At September 30, 2024, we had cash and cash equivalents of $2,372,983 as compared to $2,688,141 at December 31, 2023. This is a decrease of $315,158 or approximately 12%. For the nine months ended September 30, 2024, net cash provided by operating activities was $568,215 and for the nine months ended September 30, 2023, net cash provided in operating activities was $697,645. The decrease in cash provided by operating activities was a result of a one-time receipt of a tax refund receivable in 2023.

This decrease in cash and cash equivalents at period end is mainly due to a $484,000 transfer from cash and cash equivalents to restricted cash to fund an increase to our decommissioning funding plan. Total cash, cash equivalents, and restricted cash increased by $218,867 for the nine months ended September 30, 2024.

Inventories at September 30, 2024 totaled $845,041, and inventories at December 31, 2023 totaled $927,111. Our inventory consists of work in process material for our Theranostics Products, Cobalt Products, Nuclear Medicine Products, and Medical Device Products segments. The decrease in revenue in the nine months ended September 30, 2024 was mostly due to decreased inventory of Cobalt-57 raw material and Cobalt-57 finished goods due to the global shortage of Cobalt-57.

Cash used in investing activities was $231,307 for the nine months ended September 30, 2024, and cash used in investing activities was $550,629 for the same period in 2023. The cash used in both periods was for the purchase of equipment offset by sales of equipment.

** Work item A **
Return the part of the liquidity passage from "This decrease in" through "September 30, 2024.", inclusive.
** Work item B **
Decide whether each statement agrees with the liquidity passage, answering yes or no and quoting the words that settle it: (i) Net cash provided by operating activities for the nine months ended September 30, 2024 was $568,215. (ii) Cash used in investing activities was greater in the 2024 nine-month period than in the same period of 2023. (iii) Total cash, cash equivalents, and restricted cash fell during the nine months ended September 30, 2024.

Descriptions of image regions in natural language
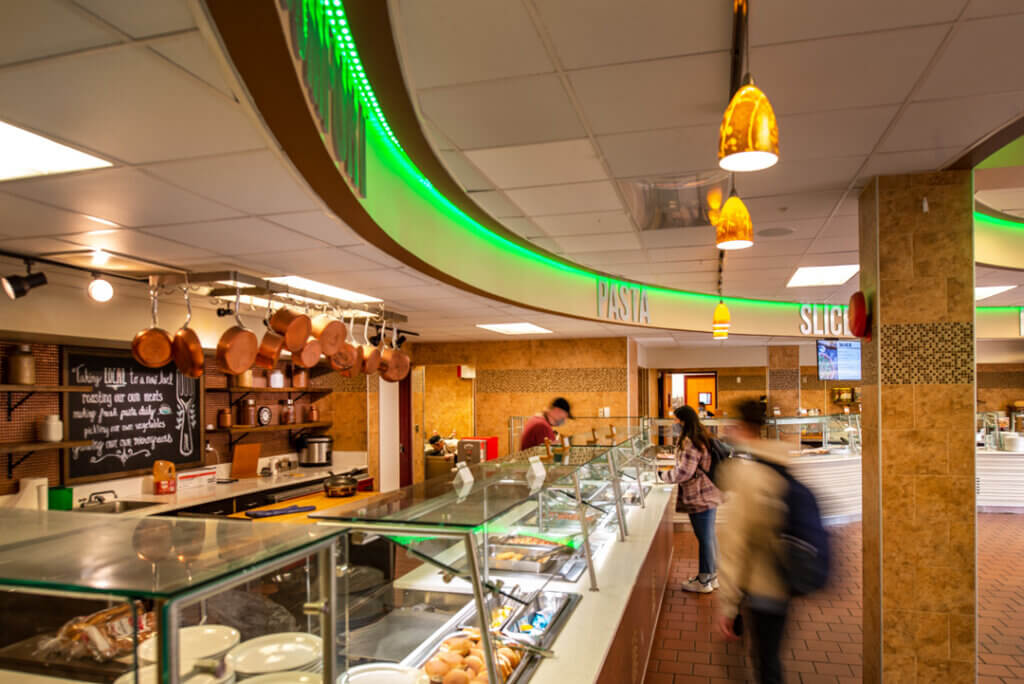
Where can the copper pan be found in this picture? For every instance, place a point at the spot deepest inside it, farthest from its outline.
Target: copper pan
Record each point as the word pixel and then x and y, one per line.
pixel 152 347
pixel 185 347
pixel 238 347
pixel 330 332
pixel 295 327
pixel 371 354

** Written solution A **
This decrease in cash and cash equivalents at period end is mainly due to a $484,000 transfer from cash and cash equivalents to restricted cash to fund an increase to our decommissioning funding plan. Total cash, cash equivalents, and restricted cash increased by $218,867 for the nine months ended September 30, 2024.

** Written solution B **
(i) Yes: "For the nine months ended September 30, 2024, net cash provided by operating activities was $568,215"
(ii) No: "Cash used in investing activities was $231,307 for the nine months ended September 30, 2024, and cash used in investing activities was $550,629 for the same period in 2023."
(iii) No: "Total cash, cash equivalents, and restricted cash increased by $218,867 for the nine months ended September 30, 2024."